§ **TASK**
Each entry needs to be given again, character for character.

§ **RAW DATA**
================================

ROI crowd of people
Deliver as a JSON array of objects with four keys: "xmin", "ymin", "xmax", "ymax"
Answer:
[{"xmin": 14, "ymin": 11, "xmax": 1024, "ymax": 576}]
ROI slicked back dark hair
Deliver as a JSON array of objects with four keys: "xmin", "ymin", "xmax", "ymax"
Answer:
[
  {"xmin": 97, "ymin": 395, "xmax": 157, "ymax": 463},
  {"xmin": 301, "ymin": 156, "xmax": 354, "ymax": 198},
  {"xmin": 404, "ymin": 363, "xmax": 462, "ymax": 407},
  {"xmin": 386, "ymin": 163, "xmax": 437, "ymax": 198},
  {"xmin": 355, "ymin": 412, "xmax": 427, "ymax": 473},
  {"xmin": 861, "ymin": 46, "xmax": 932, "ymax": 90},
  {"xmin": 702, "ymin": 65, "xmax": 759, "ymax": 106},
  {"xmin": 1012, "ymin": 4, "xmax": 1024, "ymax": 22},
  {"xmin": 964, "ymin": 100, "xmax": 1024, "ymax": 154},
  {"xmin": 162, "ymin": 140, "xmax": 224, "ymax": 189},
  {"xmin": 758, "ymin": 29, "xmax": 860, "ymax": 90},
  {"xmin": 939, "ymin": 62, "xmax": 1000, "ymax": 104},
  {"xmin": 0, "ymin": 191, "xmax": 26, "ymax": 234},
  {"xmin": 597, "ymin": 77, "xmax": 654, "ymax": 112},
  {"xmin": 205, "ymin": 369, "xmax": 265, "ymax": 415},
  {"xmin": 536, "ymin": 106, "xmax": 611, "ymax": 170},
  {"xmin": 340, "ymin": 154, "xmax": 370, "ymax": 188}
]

================================

§ **SOLVED EXERCISE**
ROI crowd of people
Deliver as a JSON array of objects with four keys: "xmin", "ymin", "xmax", "ymax"
Answer:
[{"xmin": 14, "ymin": 11, "xmax": 1024, "ymax": 576}]
ROI slicked back dark hair
Deliver as a JSON array of objects with four keys: "xmin", "ymin", "xmax", "ymax"
Answer:
[
  {"xmin": 97, "ymin": 395, "xmax": 157, "ymax": 463},
  {"xmin": 301, "ymin": 156, "xmax": 354, "ymax": 198},
  {"xmin": 404, "ymin": 363, "xmax": 462, "ymax": 407},
  {"xmin": 386, "ymin": 163, "xmax": 437, "ymax": 198},
  {"xmin": 355, "ymin": 412, "xmax": 427, "ymax": 473},
  {"xmin": 861, "ymin": 46, "xmax": 932, "ymax": 90},
  {"xmin": 702, "ymin": 65, "xmax": 759, "ymax": 106},
  {"xmin": 1012, "ymin": 4, "xmax": 1024, "ymax": 22},
  {"xmin": 964, "ymin": 100, "xmax": 1024, "ymax": 154},
  {"xmin": 162, "ymin": 140, "xmax": 224, "ymax": 189},
  {"xmin": 758, "ymin": 29, "xmax": 860, "ymax": 90},
  {"xmin": 939, "ymin": 62, "xmax": 1000, "ymax": 104},
  {"xmin": 0, "ymin": 191, "xmax": 26, "ymax": 234},
  {"xmin": 597, "ymin": 77, "xmax": 654, "ymax": 112},
  {"xmin": 205, "ymin": 369, "xmax": 265, "ymax": 415},
  {"xmin": 536, "ymin": 106, "xmax": 611, "ymax": 170},
  {"xmin": 340, "ymin": 154, "xmax": 370, "ymax": 188}
]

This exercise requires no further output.